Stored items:
★ ★ ★ ★

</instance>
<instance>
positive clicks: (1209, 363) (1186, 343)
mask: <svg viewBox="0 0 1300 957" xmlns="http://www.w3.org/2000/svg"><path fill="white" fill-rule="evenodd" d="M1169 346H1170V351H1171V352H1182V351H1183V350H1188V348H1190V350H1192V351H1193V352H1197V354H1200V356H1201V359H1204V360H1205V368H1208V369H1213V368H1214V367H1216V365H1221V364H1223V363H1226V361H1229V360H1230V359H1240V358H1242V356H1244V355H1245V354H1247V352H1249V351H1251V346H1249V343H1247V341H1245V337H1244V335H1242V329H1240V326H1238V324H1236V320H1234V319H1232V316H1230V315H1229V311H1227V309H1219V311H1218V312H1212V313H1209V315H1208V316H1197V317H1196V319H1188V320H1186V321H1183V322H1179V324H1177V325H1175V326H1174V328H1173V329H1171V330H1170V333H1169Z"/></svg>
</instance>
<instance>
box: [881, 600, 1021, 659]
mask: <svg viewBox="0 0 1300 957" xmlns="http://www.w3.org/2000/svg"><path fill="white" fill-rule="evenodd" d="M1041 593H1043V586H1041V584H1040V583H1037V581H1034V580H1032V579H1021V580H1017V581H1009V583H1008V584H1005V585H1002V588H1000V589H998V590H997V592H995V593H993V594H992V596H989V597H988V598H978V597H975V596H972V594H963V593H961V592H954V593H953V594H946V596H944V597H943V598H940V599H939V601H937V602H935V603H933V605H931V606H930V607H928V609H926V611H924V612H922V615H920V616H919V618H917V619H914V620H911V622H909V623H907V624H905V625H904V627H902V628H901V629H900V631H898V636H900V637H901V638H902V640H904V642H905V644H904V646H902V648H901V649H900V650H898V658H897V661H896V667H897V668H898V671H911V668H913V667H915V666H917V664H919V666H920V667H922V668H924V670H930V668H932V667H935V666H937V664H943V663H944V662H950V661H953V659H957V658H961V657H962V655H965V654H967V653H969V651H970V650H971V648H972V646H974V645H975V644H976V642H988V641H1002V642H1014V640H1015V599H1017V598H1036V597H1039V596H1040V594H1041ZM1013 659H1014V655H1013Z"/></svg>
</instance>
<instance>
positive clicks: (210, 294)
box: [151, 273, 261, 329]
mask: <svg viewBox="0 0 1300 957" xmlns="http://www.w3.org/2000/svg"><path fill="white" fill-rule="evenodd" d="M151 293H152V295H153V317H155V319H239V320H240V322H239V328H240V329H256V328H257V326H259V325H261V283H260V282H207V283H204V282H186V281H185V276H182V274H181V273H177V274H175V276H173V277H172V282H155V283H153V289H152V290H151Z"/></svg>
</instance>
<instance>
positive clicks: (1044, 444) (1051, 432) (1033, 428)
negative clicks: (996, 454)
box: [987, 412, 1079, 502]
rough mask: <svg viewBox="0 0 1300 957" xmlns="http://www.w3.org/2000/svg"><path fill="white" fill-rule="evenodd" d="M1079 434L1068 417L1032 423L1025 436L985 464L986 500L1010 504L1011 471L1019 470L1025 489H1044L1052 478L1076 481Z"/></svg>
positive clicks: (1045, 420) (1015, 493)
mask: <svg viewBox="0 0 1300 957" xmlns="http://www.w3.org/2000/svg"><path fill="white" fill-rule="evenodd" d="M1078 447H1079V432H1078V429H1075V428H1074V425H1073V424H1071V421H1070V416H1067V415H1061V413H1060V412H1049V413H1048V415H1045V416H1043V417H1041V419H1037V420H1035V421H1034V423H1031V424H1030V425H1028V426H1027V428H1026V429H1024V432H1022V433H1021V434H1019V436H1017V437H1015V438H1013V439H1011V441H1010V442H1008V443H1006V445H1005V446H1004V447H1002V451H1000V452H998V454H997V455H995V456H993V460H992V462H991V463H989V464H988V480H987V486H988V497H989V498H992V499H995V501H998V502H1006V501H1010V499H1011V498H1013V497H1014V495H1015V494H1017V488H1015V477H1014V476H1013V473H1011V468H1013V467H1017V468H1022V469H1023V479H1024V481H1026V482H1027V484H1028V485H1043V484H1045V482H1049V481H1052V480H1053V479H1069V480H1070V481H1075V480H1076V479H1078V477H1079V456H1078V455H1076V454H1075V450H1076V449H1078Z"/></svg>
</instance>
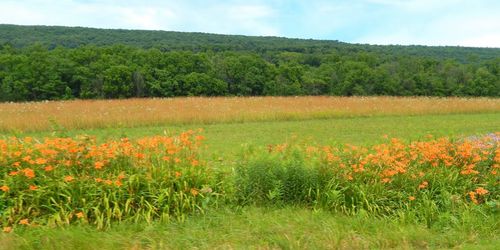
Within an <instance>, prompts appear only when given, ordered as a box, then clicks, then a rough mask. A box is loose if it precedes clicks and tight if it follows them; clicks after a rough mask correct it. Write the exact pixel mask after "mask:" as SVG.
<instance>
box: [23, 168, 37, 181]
mask: <svg viewBox="0 0 500 250" xmlns="http://www.w3.org/2000/svg"><path fill="white" fill-rule="evenodd" d="M23 172H24V175H25V176H26V177H28V178H29V179H32V178H35V171H33V169H31V168H25V169H24V170H23Z"/></svg>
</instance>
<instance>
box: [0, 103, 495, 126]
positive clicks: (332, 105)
mask: <svg viewBox="0 0 500 250" xmlns="http://www.w3.org/2000/svg"><path fill="white" fill-rule="evenodd" d="M480 112H500V99H488V98H471V99H468V98H427V97H326V96H321V97H246V98H243V97H217V98H203V97H193V98H167V99H127V100H76V101H51V102H35V103H2V104H0V131H2V132H12V131H22V132H28V131H43V130H65V129H86V128H87V129H88V128H106V127H117V126H124V127H134V126H144V125H165V124H194V123H222V122H244V121H265V120H290V119H312V118H331V117H350V116H374V115H421V114H452V113H480Z"/></svg>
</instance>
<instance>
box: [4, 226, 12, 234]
mask: <svg viewBox="0 0 500 250" xmlns="http://www.w3.org/2000/svg"><path fill="white" fill-rule="evenodd" d="M2 232H4V233H10V232H12V227H4V228H3V230H2Z"/></svg>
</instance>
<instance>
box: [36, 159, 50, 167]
mask: <svg viewBox="0 0 500 250" xmlns="http://www.w3.org/2000/svg"><path fill="white" fill-rule="evenodd" d="M35 163H36V164H38V165H43V164H45V163H47V160H46V159H44V158H37V159H36V160H35Z"/></svg>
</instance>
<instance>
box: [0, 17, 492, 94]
mask: <svg viewBox="0 0 500 250" xmlns="http://www.w3.org/2000/svg"><path fill="white" fill-rule="evenodd" d="M190 95H203V96H214V95H217V96H218V95H231V96H248V95H347V96H349V95H426V96H497V97H498V96H500V48H465V47H430V46H381V45H363V44H349V43H343V42H338V41H327V40H306V39H289V38H279V37H252V36H235V35H215V34H204V33H185V32H167V31H141V30H110V29H93V28H70V27H51V26H18V25H0V101H33V100H47V99H49V100H50V99H72V98H129V97H166V96H190Z"/></svg>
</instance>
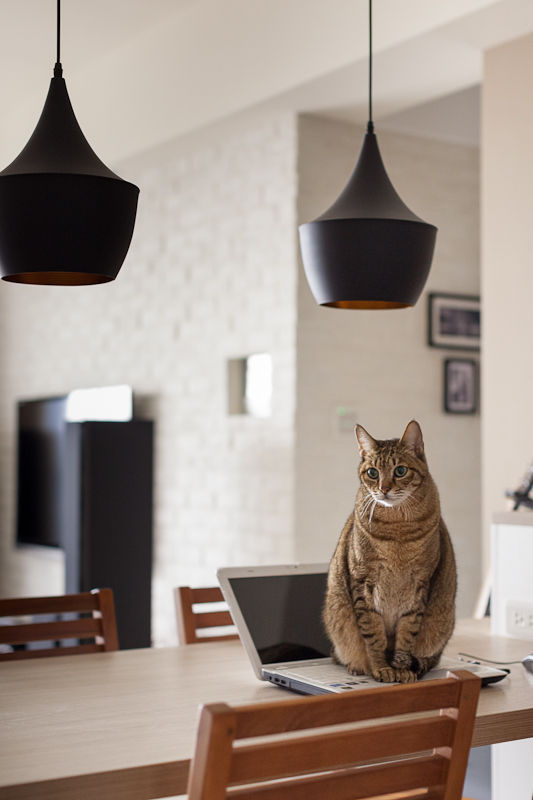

★ ★ ★ ★

## Task details
Show every line in the records above that contains the word "rough".

## Solution to this exercise
rough mask: <svg viewBox="0 0 1300 957" xmlns="http://www.w3.org/2000/svg"><path fill="white" fill-rule="evenodd" d="M1079 434L1068 417L1032 423L1025 436L985 464L986 500L1010 504L1011 471L1019 470L1025 489H1044L1052 478L1076 481Z"/></svg>
Within an <instance>, prompts appear only when given, ordered as a box, then clicks, then a rough mask. A box is loose if it precedes clicks and tight if it follows them; clicks after a rough mask correct it. Write the exact pixel mask after "mask:" as SVG.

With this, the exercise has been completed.